### EXERCISE DIRECTIONS
Only the lines from the one containing "[locate] player's curly" to the end of the records belong in the output; print them exactly.

◆ ◆ ◆ ◆ ◆ ◆ ◆

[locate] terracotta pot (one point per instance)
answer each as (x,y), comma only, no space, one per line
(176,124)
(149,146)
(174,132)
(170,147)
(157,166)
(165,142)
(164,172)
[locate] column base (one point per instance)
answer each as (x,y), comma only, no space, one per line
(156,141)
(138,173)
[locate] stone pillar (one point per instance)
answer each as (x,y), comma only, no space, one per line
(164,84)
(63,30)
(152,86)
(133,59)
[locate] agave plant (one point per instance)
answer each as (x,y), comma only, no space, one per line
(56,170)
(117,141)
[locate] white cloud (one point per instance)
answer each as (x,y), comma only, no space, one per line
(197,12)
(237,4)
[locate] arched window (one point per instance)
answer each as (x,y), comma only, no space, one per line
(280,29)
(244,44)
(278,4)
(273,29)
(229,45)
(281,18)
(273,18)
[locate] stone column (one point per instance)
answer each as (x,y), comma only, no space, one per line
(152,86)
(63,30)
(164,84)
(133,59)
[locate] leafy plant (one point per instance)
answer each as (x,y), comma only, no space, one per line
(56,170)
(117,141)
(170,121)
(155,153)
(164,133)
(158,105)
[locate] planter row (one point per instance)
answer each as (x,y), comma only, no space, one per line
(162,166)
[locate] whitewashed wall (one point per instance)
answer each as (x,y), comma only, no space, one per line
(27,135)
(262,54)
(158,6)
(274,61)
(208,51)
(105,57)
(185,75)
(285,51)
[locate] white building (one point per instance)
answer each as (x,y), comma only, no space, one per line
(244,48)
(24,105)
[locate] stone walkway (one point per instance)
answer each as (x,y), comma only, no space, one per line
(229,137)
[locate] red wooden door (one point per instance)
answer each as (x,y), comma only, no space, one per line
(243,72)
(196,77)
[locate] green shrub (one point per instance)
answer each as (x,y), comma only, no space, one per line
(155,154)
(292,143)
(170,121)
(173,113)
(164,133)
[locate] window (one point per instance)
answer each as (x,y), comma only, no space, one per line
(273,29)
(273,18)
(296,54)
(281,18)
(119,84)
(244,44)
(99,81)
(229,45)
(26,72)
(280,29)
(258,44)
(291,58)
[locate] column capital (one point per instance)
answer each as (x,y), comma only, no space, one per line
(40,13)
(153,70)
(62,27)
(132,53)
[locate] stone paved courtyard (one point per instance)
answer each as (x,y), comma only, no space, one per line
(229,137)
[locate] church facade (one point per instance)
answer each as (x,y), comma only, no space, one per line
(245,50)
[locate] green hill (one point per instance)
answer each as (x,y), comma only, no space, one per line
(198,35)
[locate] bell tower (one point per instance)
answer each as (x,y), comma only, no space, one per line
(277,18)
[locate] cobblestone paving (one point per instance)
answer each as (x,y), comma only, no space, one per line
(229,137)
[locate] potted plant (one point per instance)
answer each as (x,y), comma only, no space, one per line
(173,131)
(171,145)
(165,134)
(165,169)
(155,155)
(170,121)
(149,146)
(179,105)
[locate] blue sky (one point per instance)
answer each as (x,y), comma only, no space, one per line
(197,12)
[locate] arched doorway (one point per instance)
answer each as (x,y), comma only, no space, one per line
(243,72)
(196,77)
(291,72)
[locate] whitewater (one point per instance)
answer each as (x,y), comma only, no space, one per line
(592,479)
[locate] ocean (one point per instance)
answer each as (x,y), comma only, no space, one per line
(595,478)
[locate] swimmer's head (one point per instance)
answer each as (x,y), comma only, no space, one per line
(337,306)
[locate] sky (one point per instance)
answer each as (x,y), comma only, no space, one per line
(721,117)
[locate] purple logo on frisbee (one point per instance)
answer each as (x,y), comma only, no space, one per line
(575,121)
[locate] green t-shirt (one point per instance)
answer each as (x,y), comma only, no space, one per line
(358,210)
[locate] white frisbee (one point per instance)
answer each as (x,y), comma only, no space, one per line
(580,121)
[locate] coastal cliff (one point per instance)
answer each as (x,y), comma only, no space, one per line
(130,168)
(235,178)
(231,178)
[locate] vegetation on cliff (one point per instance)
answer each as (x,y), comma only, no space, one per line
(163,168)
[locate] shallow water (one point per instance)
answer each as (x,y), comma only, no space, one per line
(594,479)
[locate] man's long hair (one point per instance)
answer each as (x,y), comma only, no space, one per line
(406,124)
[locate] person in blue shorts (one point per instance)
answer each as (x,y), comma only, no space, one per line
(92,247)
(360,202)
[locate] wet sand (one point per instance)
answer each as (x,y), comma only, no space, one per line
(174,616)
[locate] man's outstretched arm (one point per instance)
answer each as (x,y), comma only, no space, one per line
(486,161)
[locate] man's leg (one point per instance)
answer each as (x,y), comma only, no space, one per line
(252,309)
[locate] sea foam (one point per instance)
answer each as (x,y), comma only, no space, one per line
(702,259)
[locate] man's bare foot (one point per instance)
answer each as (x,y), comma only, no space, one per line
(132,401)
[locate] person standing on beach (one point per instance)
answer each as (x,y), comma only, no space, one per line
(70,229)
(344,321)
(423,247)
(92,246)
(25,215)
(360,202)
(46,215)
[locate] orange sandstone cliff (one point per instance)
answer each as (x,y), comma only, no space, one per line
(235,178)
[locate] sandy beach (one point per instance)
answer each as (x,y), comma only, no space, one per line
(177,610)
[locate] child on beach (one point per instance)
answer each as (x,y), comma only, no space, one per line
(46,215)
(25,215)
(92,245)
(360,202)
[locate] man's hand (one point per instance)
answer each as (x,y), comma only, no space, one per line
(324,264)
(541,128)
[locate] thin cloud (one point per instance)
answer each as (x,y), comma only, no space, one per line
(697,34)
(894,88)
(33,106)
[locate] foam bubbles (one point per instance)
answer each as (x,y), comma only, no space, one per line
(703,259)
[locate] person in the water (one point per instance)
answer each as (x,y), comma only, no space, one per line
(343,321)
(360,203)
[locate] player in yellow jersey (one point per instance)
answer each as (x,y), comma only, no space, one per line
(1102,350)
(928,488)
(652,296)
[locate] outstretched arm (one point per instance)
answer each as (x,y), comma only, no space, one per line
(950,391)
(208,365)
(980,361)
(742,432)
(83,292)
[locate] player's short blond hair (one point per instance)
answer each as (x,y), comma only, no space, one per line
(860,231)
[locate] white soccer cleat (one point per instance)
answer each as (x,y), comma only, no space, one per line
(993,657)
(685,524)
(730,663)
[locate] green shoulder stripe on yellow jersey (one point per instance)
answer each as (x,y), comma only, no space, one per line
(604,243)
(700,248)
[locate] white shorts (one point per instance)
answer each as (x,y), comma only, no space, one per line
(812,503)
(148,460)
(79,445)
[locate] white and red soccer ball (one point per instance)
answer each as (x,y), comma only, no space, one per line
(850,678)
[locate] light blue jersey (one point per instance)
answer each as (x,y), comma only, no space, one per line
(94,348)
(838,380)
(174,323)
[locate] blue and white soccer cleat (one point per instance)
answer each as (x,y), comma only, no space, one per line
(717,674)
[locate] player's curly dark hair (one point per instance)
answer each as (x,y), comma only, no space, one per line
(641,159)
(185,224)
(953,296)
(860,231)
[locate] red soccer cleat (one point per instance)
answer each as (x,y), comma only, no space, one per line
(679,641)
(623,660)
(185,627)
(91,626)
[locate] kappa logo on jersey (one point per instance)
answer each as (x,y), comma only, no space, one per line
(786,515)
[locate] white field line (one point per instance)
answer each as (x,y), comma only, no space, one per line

◆ ◆ ◆ ◆ ◆ ◆ ◆

### EXPECTED ANSWER
[locate] player's curly dark hair (one point per instance)
answer each as (x,y), comma only, no space, one per line
(641,159)
(185,224)
(953,296)
(860,231)
[locate] red soccer cleat (one point per instance)
answer each as (x,y), comma only, no space, one per line
(679,641)
(623,660)
(185,627)
(91,626)
[locate] kappa logo on jersey (one point per instance)
answer each as (x,y), comma only, no space, one per line
(786,515)
[locate] white field line (one point per instance)
answer each as (x,y), comma only, no space, one per line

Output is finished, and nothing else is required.